* start *
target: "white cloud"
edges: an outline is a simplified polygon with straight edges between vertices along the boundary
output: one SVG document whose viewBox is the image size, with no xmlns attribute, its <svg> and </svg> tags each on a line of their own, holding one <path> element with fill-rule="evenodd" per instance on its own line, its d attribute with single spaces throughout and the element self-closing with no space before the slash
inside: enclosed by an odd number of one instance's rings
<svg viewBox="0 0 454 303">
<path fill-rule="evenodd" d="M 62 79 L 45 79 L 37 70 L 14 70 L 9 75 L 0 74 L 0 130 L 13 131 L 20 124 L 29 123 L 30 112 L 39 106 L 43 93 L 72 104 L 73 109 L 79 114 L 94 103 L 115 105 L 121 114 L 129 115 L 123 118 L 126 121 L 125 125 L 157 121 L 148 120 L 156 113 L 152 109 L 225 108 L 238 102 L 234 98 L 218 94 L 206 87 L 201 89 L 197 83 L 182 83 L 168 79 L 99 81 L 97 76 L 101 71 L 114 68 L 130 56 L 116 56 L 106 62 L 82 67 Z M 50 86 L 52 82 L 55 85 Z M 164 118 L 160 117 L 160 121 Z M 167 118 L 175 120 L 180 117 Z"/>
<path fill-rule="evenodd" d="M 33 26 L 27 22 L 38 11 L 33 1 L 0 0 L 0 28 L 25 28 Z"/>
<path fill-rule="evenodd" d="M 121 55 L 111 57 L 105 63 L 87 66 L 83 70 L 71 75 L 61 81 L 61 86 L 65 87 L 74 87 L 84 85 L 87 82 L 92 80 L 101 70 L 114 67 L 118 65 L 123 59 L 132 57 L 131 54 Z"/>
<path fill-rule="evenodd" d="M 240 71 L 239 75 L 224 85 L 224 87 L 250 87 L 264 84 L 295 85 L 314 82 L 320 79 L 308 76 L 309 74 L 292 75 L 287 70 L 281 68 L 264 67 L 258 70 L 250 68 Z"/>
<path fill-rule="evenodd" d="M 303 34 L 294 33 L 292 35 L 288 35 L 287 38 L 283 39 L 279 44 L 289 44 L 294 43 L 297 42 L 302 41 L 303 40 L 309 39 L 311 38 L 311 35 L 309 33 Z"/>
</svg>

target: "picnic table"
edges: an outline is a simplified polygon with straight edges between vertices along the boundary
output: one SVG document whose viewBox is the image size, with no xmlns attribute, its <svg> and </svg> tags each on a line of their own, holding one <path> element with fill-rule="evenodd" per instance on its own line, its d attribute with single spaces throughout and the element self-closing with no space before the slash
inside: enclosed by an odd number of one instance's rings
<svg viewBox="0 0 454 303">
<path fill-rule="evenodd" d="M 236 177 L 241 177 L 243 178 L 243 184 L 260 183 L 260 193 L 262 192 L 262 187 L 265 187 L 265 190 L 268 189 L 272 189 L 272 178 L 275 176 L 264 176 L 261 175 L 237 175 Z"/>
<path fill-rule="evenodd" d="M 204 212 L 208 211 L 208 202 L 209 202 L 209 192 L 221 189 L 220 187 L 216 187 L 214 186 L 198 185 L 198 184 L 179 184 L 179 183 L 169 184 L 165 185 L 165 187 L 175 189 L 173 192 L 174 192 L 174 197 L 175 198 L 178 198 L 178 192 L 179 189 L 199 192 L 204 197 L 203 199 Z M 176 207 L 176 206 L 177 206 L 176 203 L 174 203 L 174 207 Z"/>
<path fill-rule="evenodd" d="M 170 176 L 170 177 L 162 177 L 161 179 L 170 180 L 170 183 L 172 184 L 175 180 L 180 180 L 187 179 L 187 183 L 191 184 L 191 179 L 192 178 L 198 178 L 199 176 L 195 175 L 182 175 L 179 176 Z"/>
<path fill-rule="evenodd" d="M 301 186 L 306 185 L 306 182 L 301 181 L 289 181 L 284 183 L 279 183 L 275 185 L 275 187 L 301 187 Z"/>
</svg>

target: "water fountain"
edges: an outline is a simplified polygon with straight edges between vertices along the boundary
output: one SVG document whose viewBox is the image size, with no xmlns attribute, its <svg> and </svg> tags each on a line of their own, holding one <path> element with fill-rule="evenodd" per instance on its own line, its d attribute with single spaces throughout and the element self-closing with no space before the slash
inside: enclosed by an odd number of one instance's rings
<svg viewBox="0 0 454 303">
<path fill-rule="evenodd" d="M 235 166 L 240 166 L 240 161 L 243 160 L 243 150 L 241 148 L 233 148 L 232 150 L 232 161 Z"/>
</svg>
* end *
* start *
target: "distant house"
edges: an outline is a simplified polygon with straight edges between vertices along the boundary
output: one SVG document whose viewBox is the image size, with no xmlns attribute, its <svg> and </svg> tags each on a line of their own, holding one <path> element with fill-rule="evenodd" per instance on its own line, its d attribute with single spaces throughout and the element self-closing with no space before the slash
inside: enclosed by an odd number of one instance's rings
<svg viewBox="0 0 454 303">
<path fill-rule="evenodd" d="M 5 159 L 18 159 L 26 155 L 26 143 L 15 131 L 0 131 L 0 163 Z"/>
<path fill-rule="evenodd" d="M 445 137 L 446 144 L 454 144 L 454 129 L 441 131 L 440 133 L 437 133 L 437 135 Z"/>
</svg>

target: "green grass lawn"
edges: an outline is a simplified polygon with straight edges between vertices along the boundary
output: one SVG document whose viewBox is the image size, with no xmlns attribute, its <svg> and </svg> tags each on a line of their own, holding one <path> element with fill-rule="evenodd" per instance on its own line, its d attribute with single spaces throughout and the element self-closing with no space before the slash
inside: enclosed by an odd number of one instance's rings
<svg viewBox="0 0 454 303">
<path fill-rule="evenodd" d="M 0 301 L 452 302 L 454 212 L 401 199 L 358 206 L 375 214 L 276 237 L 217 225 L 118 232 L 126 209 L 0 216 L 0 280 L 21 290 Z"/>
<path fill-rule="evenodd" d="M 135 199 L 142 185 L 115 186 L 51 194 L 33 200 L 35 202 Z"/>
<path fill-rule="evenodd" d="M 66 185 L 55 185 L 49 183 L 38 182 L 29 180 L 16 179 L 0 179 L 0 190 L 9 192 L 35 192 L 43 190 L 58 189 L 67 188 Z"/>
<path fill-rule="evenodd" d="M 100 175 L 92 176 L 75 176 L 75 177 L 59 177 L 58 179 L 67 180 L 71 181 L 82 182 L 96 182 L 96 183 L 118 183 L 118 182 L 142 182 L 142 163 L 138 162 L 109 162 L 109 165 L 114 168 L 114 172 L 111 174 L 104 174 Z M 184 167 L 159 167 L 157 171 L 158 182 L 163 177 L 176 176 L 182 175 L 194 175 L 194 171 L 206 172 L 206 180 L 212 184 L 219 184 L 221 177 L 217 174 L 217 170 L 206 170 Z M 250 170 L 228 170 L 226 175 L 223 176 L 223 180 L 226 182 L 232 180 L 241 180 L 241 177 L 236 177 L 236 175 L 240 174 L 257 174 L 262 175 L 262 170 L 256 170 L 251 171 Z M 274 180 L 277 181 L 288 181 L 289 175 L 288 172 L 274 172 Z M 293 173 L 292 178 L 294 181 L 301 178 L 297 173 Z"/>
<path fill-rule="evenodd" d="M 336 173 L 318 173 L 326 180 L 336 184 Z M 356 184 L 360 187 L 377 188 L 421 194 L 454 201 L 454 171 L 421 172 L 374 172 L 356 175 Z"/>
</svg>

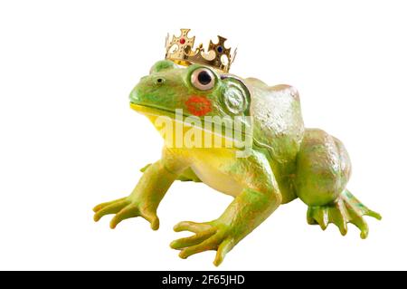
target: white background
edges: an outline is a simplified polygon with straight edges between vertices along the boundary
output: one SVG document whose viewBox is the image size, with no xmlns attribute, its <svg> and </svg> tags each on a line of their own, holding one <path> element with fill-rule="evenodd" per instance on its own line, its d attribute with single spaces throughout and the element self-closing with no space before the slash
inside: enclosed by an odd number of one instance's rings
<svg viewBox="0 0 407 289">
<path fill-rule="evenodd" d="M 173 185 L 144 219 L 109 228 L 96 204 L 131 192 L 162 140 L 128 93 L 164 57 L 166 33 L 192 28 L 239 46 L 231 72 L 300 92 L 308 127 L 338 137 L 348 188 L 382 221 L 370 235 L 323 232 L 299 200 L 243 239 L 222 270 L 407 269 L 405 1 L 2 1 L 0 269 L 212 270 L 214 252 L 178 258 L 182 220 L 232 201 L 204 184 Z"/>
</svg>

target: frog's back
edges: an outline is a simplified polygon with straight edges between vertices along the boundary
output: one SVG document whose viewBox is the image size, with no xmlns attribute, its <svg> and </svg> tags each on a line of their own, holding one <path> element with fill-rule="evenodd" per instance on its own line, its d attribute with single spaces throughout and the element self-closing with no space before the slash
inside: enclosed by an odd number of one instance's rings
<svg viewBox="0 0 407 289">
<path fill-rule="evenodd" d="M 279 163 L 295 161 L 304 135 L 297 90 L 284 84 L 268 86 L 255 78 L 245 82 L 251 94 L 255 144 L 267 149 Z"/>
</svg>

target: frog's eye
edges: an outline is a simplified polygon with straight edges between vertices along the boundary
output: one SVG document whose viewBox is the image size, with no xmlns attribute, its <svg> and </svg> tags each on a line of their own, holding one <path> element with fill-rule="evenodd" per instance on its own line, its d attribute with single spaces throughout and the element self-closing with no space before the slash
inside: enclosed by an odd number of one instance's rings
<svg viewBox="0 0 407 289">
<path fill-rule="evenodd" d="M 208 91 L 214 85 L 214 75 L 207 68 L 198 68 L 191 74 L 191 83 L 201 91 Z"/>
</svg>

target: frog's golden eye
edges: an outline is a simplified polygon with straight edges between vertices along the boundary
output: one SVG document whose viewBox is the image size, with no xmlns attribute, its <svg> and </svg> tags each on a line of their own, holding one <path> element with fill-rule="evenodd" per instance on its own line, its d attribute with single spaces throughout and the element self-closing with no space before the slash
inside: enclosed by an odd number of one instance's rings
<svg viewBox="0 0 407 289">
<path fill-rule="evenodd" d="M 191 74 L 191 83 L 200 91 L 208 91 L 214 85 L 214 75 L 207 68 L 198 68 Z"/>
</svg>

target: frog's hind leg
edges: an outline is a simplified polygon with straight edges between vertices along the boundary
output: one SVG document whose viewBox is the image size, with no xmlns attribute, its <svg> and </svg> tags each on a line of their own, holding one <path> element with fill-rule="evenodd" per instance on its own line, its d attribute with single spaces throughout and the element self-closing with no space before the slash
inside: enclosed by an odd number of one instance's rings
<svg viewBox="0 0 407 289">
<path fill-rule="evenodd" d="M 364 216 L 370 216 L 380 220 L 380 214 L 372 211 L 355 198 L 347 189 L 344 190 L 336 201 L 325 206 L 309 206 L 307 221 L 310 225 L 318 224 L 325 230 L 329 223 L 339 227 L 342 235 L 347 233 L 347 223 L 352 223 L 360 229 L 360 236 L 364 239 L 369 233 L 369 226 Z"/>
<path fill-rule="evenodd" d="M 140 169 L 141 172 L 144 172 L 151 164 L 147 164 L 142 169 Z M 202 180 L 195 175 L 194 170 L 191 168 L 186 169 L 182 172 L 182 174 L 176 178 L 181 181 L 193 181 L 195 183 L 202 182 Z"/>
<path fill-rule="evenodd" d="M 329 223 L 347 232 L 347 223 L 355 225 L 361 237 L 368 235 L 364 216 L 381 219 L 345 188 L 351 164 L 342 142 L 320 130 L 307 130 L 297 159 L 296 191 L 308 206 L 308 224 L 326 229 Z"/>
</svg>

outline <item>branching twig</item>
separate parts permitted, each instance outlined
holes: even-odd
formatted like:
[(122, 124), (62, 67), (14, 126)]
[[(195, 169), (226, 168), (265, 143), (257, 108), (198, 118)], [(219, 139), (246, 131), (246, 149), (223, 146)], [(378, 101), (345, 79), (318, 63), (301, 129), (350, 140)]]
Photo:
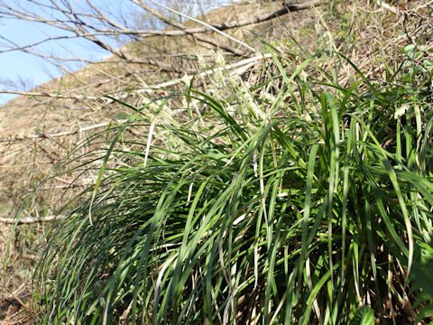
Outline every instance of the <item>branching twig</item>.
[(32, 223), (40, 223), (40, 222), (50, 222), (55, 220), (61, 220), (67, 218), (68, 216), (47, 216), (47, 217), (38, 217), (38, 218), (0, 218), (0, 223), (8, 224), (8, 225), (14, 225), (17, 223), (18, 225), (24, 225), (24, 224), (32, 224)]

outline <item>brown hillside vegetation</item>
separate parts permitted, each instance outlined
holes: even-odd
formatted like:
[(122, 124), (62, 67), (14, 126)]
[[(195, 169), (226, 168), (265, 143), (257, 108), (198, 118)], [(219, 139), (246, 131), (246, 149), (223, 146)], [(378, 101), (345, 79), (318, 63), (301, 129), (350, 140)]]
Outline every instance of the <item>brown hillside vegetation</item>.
* end *
▶ _Exercise objective_: Find every line in the records that contains the word "branching" and copy each of those lines.

▶ _Exercise solution_:
outline <item>branching twig</item>
Outline every instance of the <item>branching twig</item>.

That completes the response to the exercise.